▸ **Aim**:
Can you set down every one of the records below, word for word and with nothing changed?

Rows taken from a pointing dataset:

::::

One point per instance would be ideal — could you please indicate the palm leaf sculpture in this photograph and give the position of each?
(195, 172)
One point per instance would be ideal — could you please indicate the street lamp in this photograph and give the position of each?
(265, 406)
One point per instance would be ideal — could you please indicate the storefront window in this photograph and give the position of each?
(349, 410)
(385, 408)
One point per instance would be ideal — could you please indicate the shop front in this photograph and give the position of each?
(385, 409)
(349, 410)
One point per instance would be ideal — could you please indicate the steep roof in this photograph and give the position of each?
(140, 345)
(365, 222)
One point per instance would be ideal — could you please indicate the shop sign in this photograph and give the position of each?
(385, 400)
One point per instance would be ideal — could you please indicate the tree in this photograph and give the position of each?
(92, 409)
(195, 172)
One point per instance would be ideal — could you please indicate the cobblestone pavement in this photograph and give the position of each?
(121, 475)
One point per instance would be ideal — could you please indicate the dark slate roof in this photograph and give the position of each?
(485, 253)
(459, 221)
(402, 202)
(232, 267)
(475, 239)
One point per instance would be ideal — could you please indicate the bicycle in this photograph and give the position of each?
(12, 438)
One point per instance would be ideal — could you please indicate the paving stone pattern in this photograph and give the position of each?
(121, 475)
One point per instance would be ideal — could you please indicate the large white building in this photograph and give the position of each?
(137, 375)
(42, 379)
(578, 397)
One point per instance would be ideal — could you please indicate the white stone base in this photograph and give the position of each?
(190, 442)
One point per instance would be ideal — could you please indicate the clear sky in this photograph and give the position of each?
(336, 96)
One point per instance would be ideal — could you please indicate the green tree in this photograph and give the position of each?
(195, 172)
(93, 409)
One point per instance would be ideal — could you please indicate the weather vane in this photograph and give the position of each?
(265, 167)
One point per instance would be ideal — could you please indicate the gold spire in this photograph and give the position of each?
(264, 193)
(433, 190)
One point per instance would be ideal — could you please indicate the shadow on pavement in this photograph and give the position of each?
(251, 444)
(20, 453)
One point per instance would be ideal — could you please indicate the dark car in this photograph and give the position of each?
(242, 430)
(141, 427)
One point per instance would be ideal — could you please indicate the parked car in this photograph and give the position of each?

::::

▸ **Full solution**:
One point per instance would be ideal — could you please indicate the palm leaf sculpture in this photograph and give the position of each?
(195, 172)
One point per instance would be ideal — could you please indicate the street lamp in this photograph and give the position of each?
(265, 406)
One point per instance would be ideal — could you please indicate the storefront window in this photograph and give the position of each?
(349, 410)
(385, 408)
One point per instance would be ideal — could you please indicate the shop front in this photograph and give the position of each?
(385, 409)
(349, 410)
One point per instance would be ideal — could you please indicate the steep roof in this photograph and give the position of each?
(140, 345)
(365, 222)
One point per instance would be ideal — could you please indicate the shop sign in this photograph and give the position of each?
(385, 400)
One point per instance would be ideal — could you please indicate the tree in this photograph and give the position of each?
(92, 409)
(195, 172)
One point per instance would be ideal — could you please indicate the cobblestone pavement in this photograph and give the position of each?
(121, 475)
One point per instance would be ideal — could you please indicate the dark slate roof in this photograph and give the position of each?
(485, 253)
(459, 221)
(402, 202)
(232, 267)
(475, 239)
One point per instance would be ideal — could you please indicate the bicycle in this photograph and give the position of each?
(12, 438)
One point per instance would be ideal — could you please indicate the paving stone pattern in this photograph and give the position of each?
(121, 475)
One point per instance would be ideal — could you please indicate the large white building in this photograph and give the position of each?
(137, 375)
(42, 379)
(578, 397)
One point per instance would be ideal — could you please indicate the white stone base in this photograph and give the position of each?
(190, 442)
One point per instance would be ideal — could you please indicate the clear sky in this photograph and give the position of each?
(336, 96)
One point per instance would be ideal — could you please indicate the green tree in this photograph and give the position of each?
(195, 172)
(93, 409)
One point per instance would be ideal — could you please indicate the weather vane in this photograph and give the position of each?
(265, 167)
One point per instance would be ideal — could you please indicate the gold spire in this photograph and give the position of each?
(264, 193)
(433, 190)
One point per instance would be ideal — could you please indicate the shadow on pavement in this photograph and give the position of each?
(251, 444)
(20, 453)
One point per instance would be ideal — could you please indicate the dark car in this photograph and give the position of each?
(242, 430)
(141, 427)
One point per instance would be ideal — could you please indicate the parked car in this photograph and give the position of each?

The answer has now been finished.